### [Given passage]
□ □ □

Videos posted to social media show a line of police clashing with protesters in the dawn light, as young people shout “Free, free Palestine” before officers advance chanting “Move” and shoving and striking some students with billy clubs.

The footage aligns with descriptions from political science professor David Kahane, a member of the Edmonton chapter of Independent Jewish Voices Canada who was on-site with the demonstrators and described the experience as “violent” and “gutting.”

“I personally saw quite a heavily bleeding surface wound that came from a baton strike. I personally saw – this was after the police engagement was over – bruises from non-lethal projectiles that people were showing on their legs and arms,” Kahane said in a phone interview.

“It was not peaceful.”

The scene portrayed by participants stood in stark contrast to the picture painted by authorities.

University president Bill Flanagan said police reported no critical injuries and “almost all of the occupants of the encampment peacefully dispersed.”

In a statement Saturday, he cited fire hazards and the risk of escalation and violent clashes with counter-protesters among the reasons for the police action at the two-day-old camp.

“Of great concern, some members of the group brought in wood pallets, materials known to be used as barricade-making materials – actions that are counter to peaceful, law-abiding protests,” he said.

“Overnight protests are often accompanied by serious violence and larger crowds amplify those inherent risks – especially as they attract counter-protesters or outside agitators.”

Flanagan said “approved, peaceful protests are welcome” but must comply with university policies and public safety rules. About 25 per cent of the 50 protesters were University of Alberta students, he said.

Kahane countered that many others were alumni and organizers had already removed the handful of pallets from the site.

“It looked more like a picnic with some tents than it did like some kind of fortified encampment,” he said.

Following the lead of protesters on U.S. campuses, demonstrators in Canada have erected encampments at universities in Montreal, Toronto, Ottawa and Vancouver as well as Calgary, where police forcibly removed participants from campus on Thursday night. The head of the University of Calgary said the dismantling devolved into a clash with officers because of counter-protesters.

That incident, along with Saturday’s clearance in Edmonton, prompted a group of about 500 mostly Canadian academics to call for censure of the two Alberta institutions.

“In light of the undemocratic and harmful actions taken by the University of Calgary and University of Alberta, we, the undersigned, demand an immediate academic boycott of the institution,” the group said in a statement Saturday.

The professors said the boycott should remain in place until administrators rescind “legal and administrative measures” against student protesters and respond to their demands.

In Edmonton, protesters called on the university to divest from Israeli institutions, give “amnesty” to encampment participants, condemn Israel’s invasion of the Gaza Strip as a “genocide” and demand that the federal government end any military contracts with the country.

The Indigenous Students’ Union also decried the actions by administrators and police as “unacceptable.”

Meanwhile, McGill University has sought a court order to clear an encampment at the heart of its campus in Montreal, saying safety and security are at stake.

In a judicial application for an injunction filed Friday, the university framed its request around sanitary concerns and what it described as the “risk of violence and intimidation.”

The filing cites “fierce verbal exchanges” between protesters and counter-protesters earlier this month, barrels of “human waste” on site, possible fire code breaches such as a single point of exit and the encampment’s potential as a “magnet” for further clashes.

On top of a doubling of the security detail on the quad, McGill said it will likely have to spend more than $700,000 on an alternate venue for spring convocation ceremonies that are typically held on the grounds partially occupied by the protesters.

□ □ □

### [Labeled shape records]
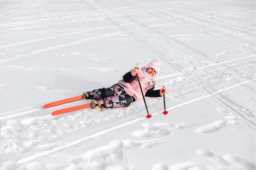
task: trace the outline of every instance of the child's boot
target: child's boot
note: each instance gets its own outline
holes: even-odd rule
[[[90,93],[91,93],[91,92],[85,92],[83,93],[83,99],[92,99],[92,97],[90,95]]]
[[[92,102],[91,104],[92,108],[101,108],[103,109],[105,107],[103,100],[94,100]]]

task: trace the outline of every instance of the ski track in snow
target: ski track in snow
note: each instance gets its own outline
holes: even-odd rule
[[[8,111],[0,113],[2,169],[255,170],[255,150],[246,146],[255,141],[255,22],[248,17],[255,2],[194,1],[4,2],[0,91]],[[90,90],[60,85],[68,77],[90,77],[94,87],[100,82],[92,74],[119,76],[155,58],[162,61],[155,88],[164,85],[169,92],[166,115],[162,98],[146,98],[150,119],[143,102],[55,117],[50,113],[84,101],[42,108],[43,102]],[[116,81],[110,79],[104,86]],[[12,109],[11,93],[20,104]],[[24,98],[29,95],[35,98]],[[41,102],[28,106],[31,100]],[[209,108],[197,109],[199,103]],[[230,145],[238,148],[207,145],[235,130],[254,135],[248,143],[234,138]],[[202,138],[209,139],[200,145]]]

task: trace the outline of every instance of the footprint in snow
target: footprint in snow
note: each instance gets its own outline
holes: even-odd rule
[[[207,133],[215,132],[219,129],[231,125],[237,125],[240,124],[235,116],[227,116],[224,119],[220,119],[205,126],[198,127],[195,130],[198,133]]]
[[[164,136],[170,134],[171,126],[166,123],[144,124],[142,130],[134,132],[132,135],[138,137],[150,137],[155,136]]]
[[[227,167],[227,169],[255,169],[255,165],[231,154],[226,154],[221,156],[205,149],[199,150],[197,152],[199,155],[204,157],[215,164],[225,166]],[[233,168],[234,169],[231,169]]]

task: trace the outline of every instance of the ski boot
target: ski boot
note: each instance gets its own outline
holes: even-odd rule
[[[97,108],[99,111],[102,111],[104,107],[103,100],[94,100],[91,103],[92,108]]]

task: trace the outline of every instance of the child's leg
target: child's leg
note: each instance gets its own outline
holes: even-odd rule
[[[107,108],[117,108],[128,107],[132,101],[131,96],[125,94],[106,97],[104,99],[103,102],[105,107]]]
[[[124,92],[124,88],[116,84],[108,88],[95,89],[90,93],[90,98],[100,100],[104,98],[114,95],[119,96]]]

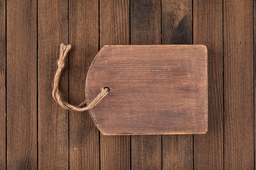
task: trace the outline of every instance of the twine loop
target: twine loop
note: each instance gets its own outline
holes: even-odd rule
[[[80,104],[78,106],[75,106],[72,105],[66,102],[63,101],[61,97],[60,93],[58,89],[58,85],[60,81],[60,78],[62,70],[65,66],[65,62],[64,60],[67,55],[67,53],[71,48],[70,44],[67,45],[64,44],[61,45],[61,49],[60,51],[60,58],[58,60],[58,69],[55,73],[54,79],[54,80],[53,88],[52,90],[52,97],[61,106],[66,109],[71,110],[79,111],[83,111],[88,110],[91,109],[98,104],[99,102],[104,97],[107,95],[109,92],[109,88],[104,87],[101,89],[101,92],[98,95],[92,102],[88,105],[85,107],[81,108],[84,105],[86,104],[86,101]]]

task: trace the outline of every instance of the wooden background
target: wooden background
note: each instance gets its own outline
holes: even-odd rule
[[[255,169],[256,4],[0,0],[0,169]],[[105,44],[206,45],[208,133],[102,135],[88,112],[65,110],[52,97],[61,42],[72,44],[61,86],[74,104]]]

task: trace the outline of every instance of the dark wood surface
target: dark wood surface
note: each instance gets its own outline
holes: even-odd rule
[[[104,0],[99,4],[100,49],[105,45],[129,44],[129,1]],[[101,134],[100,138],[101,169],[130,169],[130,136]]]
[[[89,110],[103,135],[203,134],[207,81],[204,45],[106,45],[91,64],[85,98],[110,88]]]
[[[58,55],[60,43],[68,42],[67,8],[67,2],[38,2],[38,169],[69,167],[68,111],[56,104],[51,96],[54,77],[51,72],[56,70],[57,59],[53,56]],[[68,74],[67,66],[60,85],[65,94],[68,89]],[[67,99],[67,95],[65,96]]]
[[[253,4],[250,0],[223,2],[226,169],[254,166]]]
[[[36,2],[6,5],[7,169],[36,169]]]
[[[84,84],[78,82],[84,82],[90,64],[99,50],[99,1],[70,1],[68,4],[69,42],[74,50],[69,58],[69,100],[76,105],[85,97]],[[83,71],[80,71],[82,68]],[[70,169],[99,169],[99,130],[88,112],[69,113]]]
[[[193,8],[191,0],[163,0],[163,44],[193,44]],[[193,169],[193,135],[164,135],[162,137],[162,169]]]
[[[6,166],[6,2],[0,1],[0,168]]]
[[[256,4],[0,1],[0,169],[255,169]],[[206,45],[208,132],[100,134],[88,112],[65,110],[51,96],[61,42],[72,44],[61,83],[74,104],[104,45]]]
[[[193,43],[205,44],[208,55],[208,131],[205,135],[194,135],[194,169],[222,170],[222,2],[212,1],[205,4],[194,0],[193,2]]]
[[[160,0],[131,0],[130,39],[132,45],[160,44]],[[131,136],[131,169],[162,169],[162,136]]]

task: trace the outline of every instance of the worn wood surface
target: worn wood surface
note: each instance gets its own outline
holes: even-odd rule
[[[5,1],[0,0],[0,168],[4,170],[6,168]]]
[[[100,2],[100,49],[105,45],[129,44],[129,1]],[[101,169],[129,170],[130,142],[130,136],[110,136],[101,134]]]
[[[69,168],[68,111],[52,97],[52,73],[59,44],[67,43],[67,2],[38,0],[38,168]],[[68,67],[61,76],[61,91],[67,99]]]
[[[6,5],[7,169],[36,169],[36,2]]]
[[[191,0],[163,0],[162,44],[192,44]],[[193,135],[162,136],[162,169],[193,169]]]
[[[161,2],[130,0],[131,44],[161,44]],[[161,135],[131,136],[131,169],[161,169],[162,142]]]
[[[0,1],[0,169],[255,169],[255,1],[129,2]],[[208,132],[193,141],[192,135],[98,136],[88,113],[69,118],[52,99],[61,42],[72,44],[63,98],[77,104],[103,45],[190,38],[209,54]]]
[[[224,168],[222,1],[209,1],[206,4],[201,0],[193,2],[193,42],[205,44],[208,51],[209,99],[208,132],[204,135],[194,135],[194,169],[222,170]]]
[[[223,2],[225,169],[254,168],[253,4]]]
[[[72,47],[69,59],[69,100],[77,105],[84,100],[85,77],[99,49],[99,2],[71,1],[68,9],[69,41]],[[70,169],[99,168],[99,135],[88,112],[70,111]]]
[[[205,133],[207,72],[203,45],[105,46],[87,75],[87,102],[110,92],[90,113],[105,135]]]

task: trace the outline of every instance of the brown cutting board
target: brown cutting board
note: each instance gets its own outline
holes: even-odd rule
[[[103,134],[202,134],[207,130],[207,49],[201,45],[109,45],[86,78],[89,110]]]

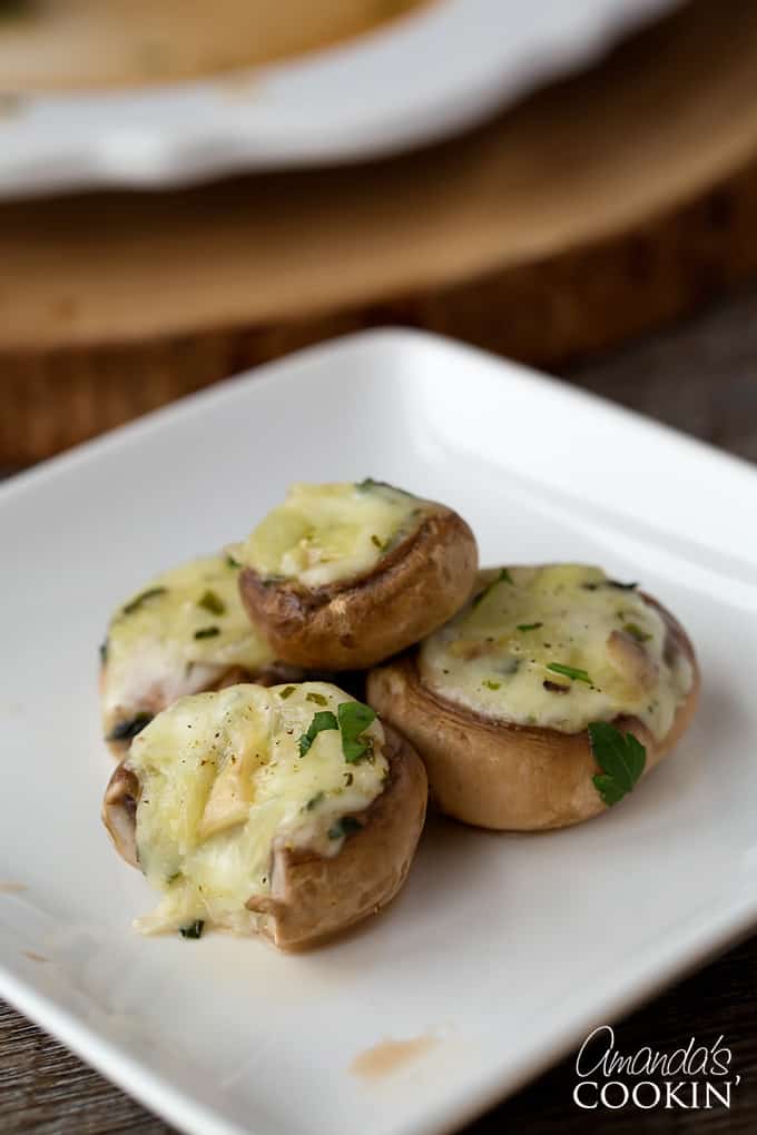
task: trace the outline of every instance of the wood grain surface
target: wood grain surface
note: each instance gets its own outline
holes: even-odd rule
[[[0,203],[0,462],[377,323],[564,365],[757,274],[757,6],[348,168]]]
[[[757,463],[757,288],[566,377]],[[756,499],[757,505],[757,499]],[[558,961],[560,959],[557,959]],[[757,1130],[757,936],[617,1025],[619,1046],[671,1051],[721,1034],[741,1084],[726,1111],[633,1109],[582,1112],[572,1103],[574,1056],[506,1101],[471,1135],[650,1135]],[[170,1129],[84,1067],[10,1008],[0,1006],[0,1130],[6,1135]]]

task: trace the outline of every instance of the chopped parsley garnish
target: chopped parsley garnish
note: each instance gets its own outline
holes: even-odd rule
[[[336,824],[329,827],[329,839],[340,840],[345,835],[354,835],[355,832],[362,831],[363,825],[354,816],[343,816],[342,819],[337,819]]]
[[[308,726],[308,732],[303,733],[300,738],[300,756],[304,757],[304,755],[310,751],[313,741],[319,733],[323,732],[323,730],[338,728],[337,720],[330,709],[321,709],[319,713],[314,714],[313,720]]]
[[[317,695],[318,698],[321,695]],[[312,699],[311,699],[312,700]],[[323,699],[326,700],[326,699]],[[338,721],[330,709],[321,709],[314,714],[308,732],[300,738],[300,756],[304,757],[320,732],[327,729],[338,729],[342,734],[342,753],[348,765],[361,760],[371,749],[370,741],[362,741],[361,735],[376,720],[376,711],[361,701],[343,701],[337,709]]]
[[[626,634],[630,634],[631,638],[634,638],[637,642],[648,642],[651,638],[651,634],[648,634],[647,631],[642,631],[638,623],[625,623],[623,630]]]
[[[135,611],[140,609],[140,607],[142,606],[143,603],[148,602],[148,599],[154,599],[155,596],[158,596],[158,595],[166,595],[167,591],[168,591],[167,587],[151,587],[151,588],[149,588],[146,591],[143,591],[141,595],[135,596],[135,598],[132,599],[131,603],[126,604],[126,606],[124,607],[124,614],[125,615],[133,615]]]
[[[362,701],[343,701],[337,711],[342,730],[342,751],[348,765],[354,765],[365,756],[370,741],[361,741],[361,735],[376,721],[376,711]]]
[[[202,918],[195,919],[195,922],[190,923],[188,926],[180,926],[179,934],[182,938],[202,938],[202,932],[205,928],[204,920]]]
[[[222,615],[226,611],[226,604],[220,595],[210,590],[205,591],[201,599],[197,599],[197,606],[209,611],[211,615]]]
[[[586,682],[587,686],[594,684],[586,670],[581,670],[579,666],[565,666],[562,662],[550,662],[546,669],[550,670],[553,674],[563,674],[564,678],[571,678],[574,682]]]
[[[497,578],[494,579],[494,580],[491,580],[491,582],[489,583],[489,586],[485,587],[483,590],[479,595],[476,596],[476,598],[473,599],[473,606],[478,607],[479,603],[481,603],[483,599],[486,599],[486,597],[489,594],[489,591],[493,591],[494,588],[498,583],[513,583],[513,585],[515,583],[515,580],[510,574],[510,572],[507,571],[506,568],[503,568],[501,570],[499,574],[497,575]]]
[[[152,721],[151,713],[135,713],[133,717],[127,717],[126,721],[119,721],[115,725],[106,740],[108,741],[131,741],[133,737],[141,733],[145,725],[149,725]]]
[[[589,742],[594,758],[602,768],[591,777],[594,787],[612,807],[630,792],[641,776],[647,763],[647,750],[633,733],[623,735],[606,721],[592,721]]]

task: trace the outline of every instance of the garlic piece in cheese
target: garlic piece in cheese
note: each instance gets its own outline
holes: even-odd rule
[[[488,586],[421,646],[435,693],[485,717],[578,733],[628,714],[662,739],[693,681],[656,608],[598,568],[486,573]]]
[[[379,481],[297,484],[234,555],[263,579],[323,587],[373,571],[428,511],[427,501]]]
[[[351,760],[350,706],[370,718]],[[232,686],[159,714],[126,762],[141,787],[140,865],[163,892],[137,928],[204,922],[253,933],[259,915],[246,903],[271,893],[275,851],[337,855],[384,791],[384,743],[372,711],[326,682]]]
[[[103,654],[106,735],[128,737],[135,714],[150,716],[176,698],[208,689],[234,667],[250,674],[274,656],[250,622],[238,564],[225,555],[157,575],[115,613]]]

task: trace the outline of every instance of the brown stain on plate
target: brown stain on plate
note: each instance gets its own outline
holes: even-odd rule
[[[370,1049],[359,1052],[350,1065],[350,1071],[361,1079],[380,1079],[401,1071],[406,1065],[419,1060],[439,1043],[432,1033],[414,1036],[407,1041],[379,1041]]]

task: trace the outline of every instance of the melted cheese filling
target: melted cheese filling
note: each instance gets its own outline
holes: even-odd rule
[[[371,572],[429,504],[389,485],[293,485],[234,554],[269,579],[316,588]]]
[[[218,681],[233,666],[251,673],[274,662],[239,598],[238,568],[209,556],[163,572],[111,619],[103,716],[128,718]]]
[[[578,733],[629,714],[667,733],[692,667],[666,651],[665,623],[636,590],[580,564],[483,575],[488,588],[421,646],[427,687],[522,725]]]
[[[339,729],[318,732],[300,755],[316,713],[338,714],[348,695],[326,682],[233,686],[182,698],[134,739],[127,760],[142,785],[140,864],[165,892],[135,923],[143,933],[200,919],[252,933],[251,898],[271,893],[272,852],[342,849],[345,817],[384,789],[388,764],[378,720],[363,732],[365,757],[347,763]]]

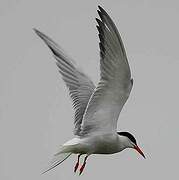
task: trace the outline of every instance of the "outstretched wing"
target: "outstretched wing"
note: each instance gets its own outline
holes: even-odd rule
[[[101,78],[90,98],[81,124],[81,135],[115,132],[117,120],[132,88],[124,45],[109,15],[99,6]]]
[[[42,32],[34,29],[38,36],[47,44],[53,52],[59,72],[65,81],[75,109],[74,134],[80,132],[80,124],[85,112],[87,103],[94,91],[95,85],[74,63],[74,61],[64,54],[64,51],[52,39]]]

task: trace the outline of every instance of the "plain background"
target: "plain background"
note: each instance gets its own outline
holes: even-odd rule
[[[73,110],[52,54],[32,28],[58,42],[96,83],[98,4],[122,35],[134,78],[118,129],[135,135],[147,159],[131,149],[93,155],[79,177],[73,156],[41,175],[73,137]],[[1,0],[0,179],[177,179],[178,17],[177,0]]]

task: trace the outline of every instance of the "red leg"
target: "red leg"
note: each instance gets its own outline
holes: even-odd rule
[[[76,172],[76,170],[78,169],[79,161],[80,161],[80,156],[81,156],[81,154],[78,155],[78,160],[77,160],[77,163],[75,165],[74,172]]]
[[[85,157],[85,159],[84,159],[83,165],[82,165],[81,168],[80,168],[80,173],[79,173],[79,175],[81,175],[81,173],[83,172],[83,170],[84,170],[84,168],[85,168],[87,158],[88,158],[88,155],[87,155],[87,156]]]

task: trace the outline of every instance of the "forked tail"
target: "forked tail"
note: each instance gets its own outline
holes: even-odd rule
[[[42,172],[42,174],[50,171],[51,169],[57,167],[59,164],[61,164],[63,161],[65,161],[68,157],[70,157],[72,153],[57,153],[54,155],[54,158],[50,162],[49,167]]]

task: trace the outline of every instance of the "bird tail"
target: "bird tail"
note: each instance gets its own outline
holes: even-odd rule
[[[57,154],[54,155],[52,161],[49,164],[49,167],[47,167],[42,174],[50,171],[51,169],[57,167],[59,164],[61,164],[63,161],[65,161],[68,157],[70,157],[72,153],[71,152],[67,152],[67,153],[63,153],[63,152],[59,152]]]

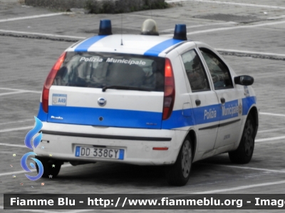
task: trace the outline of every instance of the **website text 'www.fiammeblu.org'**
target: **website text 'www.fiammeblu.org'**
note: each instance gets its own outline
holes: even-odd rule
[[[237,209],[285,208],[285,195],[4,194],[4,209]]]

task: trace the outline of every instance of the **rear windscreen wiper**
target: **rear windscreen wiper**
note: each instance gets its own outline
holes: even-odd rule
[[[126,89],[126,90],[140,90],[140,91],[148,91],[151,90],[145,88],[140,88],[140,87],[125,87],[125,86],[106,86],[102,88],[102,92],[106,91],[107,89]]]

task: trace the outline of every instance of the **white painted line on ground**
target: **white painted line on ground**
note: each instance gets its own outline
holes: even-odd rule
[[[238,26],[233,26],[233,27],[225,27],[225,28],[219,28],[209,29],[209,30],[204,30],[204,31],[198,31],[187,33],[187,35],[201,34],[201,33],[212,33],[212,32],[220,31],[237,30],[237,29],[240,29],[240,28],[256,28],[256,27],[271,26],[271,25],[276,25],[276,24],[283,24],[283,23],[285,23],[285,21],[270,22],[270,23],[259,23],[259,24],[255,24],[255,25]],[[172,36],[173,34],[165,34],[163,36]]]
[[[66,167],[71,167],[73,166],[71,164],[66,164],[66,165],[61,165],[61,168],[66,168]],[[33,173],[36,172],[36,169],[30,169],[30,170]],[[11,173],[0,173],[0,177],[1,176],[6,176],[6,175],[13,175],[15,174],[21,174],[21,173],[29,173],[27,171],[23,170],[21,171],[16,171],[16,172],[11,172]]]
[[[276,129],[271,129],[259,131],[257,131],[257,133],[272,132],[272,131],[276,131],[284,130],[284,129],[285,129],[285,128],[276,128]]]
[[[278,141],[278,140],[281,140],[281,139],[285,139],[285,136],[257,139],[257,140],[255,140],[255,142],[272,141]]]
[[[26,119],[26,120],[21,120],[21,121],[16,121],[0,123],[0,125],[7,125],[7,124],[14,124],[14,123],[23,123],[23,122],[31,121],[34,121],[34,120],[35,119]]]
[[[266,55],[272,56],[280,56],[285,57],[285,54],[272,53],[264,53],[264,52],[254,52],[247,50],[232,50],[232,49],[220,49],[215,48],[217,51],[224,51],[224,52],[232,52],[232,53],[247,53],[247,54],[256,54],[256,55]],[[285,116],[285,115],[283,115]]]
[[[214,4],[232,4],[238,6],[255,6],[255,7],[264,7],[271,9],[285,9],[284,6],[270,6],[270,5],[263,5],[263,4],[246,4],[246,3],[238,3],[238,2],[229,2],[229,1],[208,1],[208,0],[166,0],[167,3],[175,3],[181,1],[197,1],[197,2],[205,2],[205,3],[214,3]]]
[[[212,163],[200,163],[199,164],[210,165],[212,165],[212,166],[228,167],[228,168],[234,168],[244,169],[244,170],[259,170],[259,171],[269,172],[269,173],[285,173],[284,170],[268,170],[268,169],[264,169],[264,168],[252,168],[252,167],[246,167],[246,166],[237,166],[237,165],[216,165],[216,164],[212,164]]]
[[[268,20],[276,20],[276,19],[280,19],[280,18],[285,18],[285,15],[279,16],[269,17],[269,18],[267,18],[266,19],[268,19]]]
[[[19,94],[19,93],[24,93],[24,92],[23,92],[23,91],[15,91],[15,92],[4,92],[4,93],[0,93],[0,96]]]
[[[259,114],[264,114],[264,115],[270,115],[270,116],[274,116],[285,117],[285,114],[275,114],[275,113],[269,113],[269,112],[259,112]]]
[[[18,145],[18,144],[10,144],[10,143],[0,143],[0,146],[14,146],[14,147],[21,147],[21,148],[26,148],[26,146],[24,145]]]
[[[194,193],[190,193],[190,194],[214,194],[214,193],[221,193],[221,192],[226,192],[242,190],[246,190],[246,189],[249,189],[249,188],[260,187],[264,187],[264,186],[269,186],[269,185],[282,185],[282,184],[284,184],[284,183],[285,183],[285,180],[276,181],[276,182],[264,182],[264,183],[259,183],[259,184],[253,184],[253,185],[244,185],[244,186],[232,187],[232,188],[227,187],[226,189],[209,190],[209,191],[202,191],[202,192],[194,192]]]
[[[13,131],[18,131],[18,130],[24,130],[24,129],[31,129],[33,128],[33,126],[24,126],[24,127],[0,129],[0,133]]]
[[[48,14],[43,14],[43,15],[37,15],[37,16],[24,16],[19,18],[5,18],[0,19],[0,22],[6,22],[11,21],[18,21],[18,20],[24,20],[24,19],[31,19],[31,18],[44,18],[44,17],[51,17],[54,16],[60,16],[64,14],[72,14],[73,13],[48,13]]]
[[[51,37],[57,37],[57,38],[76,38],[76,39],[78,39],[78,40],[86,38],[86,37],[77,37],[77,36],[63,36],[63,35],[48,34],[48,33],[31,33],[31,32],[24,32],[24,31],[15,31],[0,30],[0,32],[2,32],[2,33],[19,33],[19,34],[26,34],[26,35],[33,35],[33,36],[51,36]]]
[[[204,27],[204,26],[215,26],[215,25],[232,25],[232,24],[237,24],[237,22],[233,22],[233,21],[229,21],[229,22],[221,22],[221,23],[207,23],[207,24],[200,24],[200,25],[194,25],[194,26],[190,26],[186,27],[187,29],[189,28],[200,28],[200,27]],[[173,31],[174,29],[167,29],[167,30],[163,30],[163,31],[160,31],[160,32],[168,32],[168,31]]]
[[[19,91],[23,92],[32,92],[32,93],[38,93],[41,94],[41,91],[34,91],[34,90],[26,90],[26,89],[12,89],[12,88],[6,88],[6,87],[0,87],[0,89],[4,90],[11,90],[11,91]],[[1,93],[0,93],[1,94]]]

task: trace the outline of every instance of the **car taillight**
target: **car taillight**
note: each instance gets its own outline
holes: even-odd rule
[[[173,70],[170,60],[168,58],[165,58],[165,97],[163,99],[162,120],[166,120],[170,116],[175,99]]]
[[[43,84],[42,97],[41,97],[41,104],[43,106],[43,110],[45,112],[48,111],[48,94],[49,94],[49,88],[51,88],[53,84],[54,78],[56,77],[56,73],[58,70],[61,68],[61,65],[66,58],[66,52],[64,52],[59,57],[56,62],[54,64],[53,67],[51,68],[51,72],[49,72],[48,77],[46,77],[46,82]]]

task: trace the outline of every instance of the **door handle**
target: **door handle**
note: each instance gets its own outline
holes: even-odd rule
[[[201,104],[201,101],[200,101],[200,99],[197,99],[197,100],[195,101],[195,103],[196,103],[196,105],[197,105],[197,106],[200,106],[200,104]]]

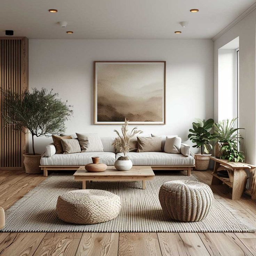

□ □ □

### [Required actions]
1. Decide whether each statement agrees with the article on the campus encampments. Answer yes or no for each, quoting the words of the article that settle it.
(a) Flanagan said about a quarter of the 50 protesters were University of Alberta students.
(b) About 500 academics called for a boycott of McGill University.
(c) McGill filed its injunction application on a Friday.
2. From the records, extract the lines that begin at the line containing "task: trace the outline of every instance of the **door" and run through the end of the records, and copy them unchanged. Leave the picture out of your answer.

### [Results for the exercise]
1.
(a) Yes: "About 25 per cent of the 50 protesters were University of Alberta students, he said."
(b) No: "prompted a group of about 500 mostly Canadian academics to call for censure of the two Alberta institutions."
(c) Yes: "In a judicial application for an injunction filed Friday"

2.
task: trace the outline of every instance of the **door handle**
target: **door handle**
note: each instance gets its own outline
holes: even-odd rule
[[[201,104],[201,101],[200,101],[200,99],[197,99],[197,100],[195,101],[195,103],[196,103],[196,105],[197,105],[197,106],[200,106],[200,104]]]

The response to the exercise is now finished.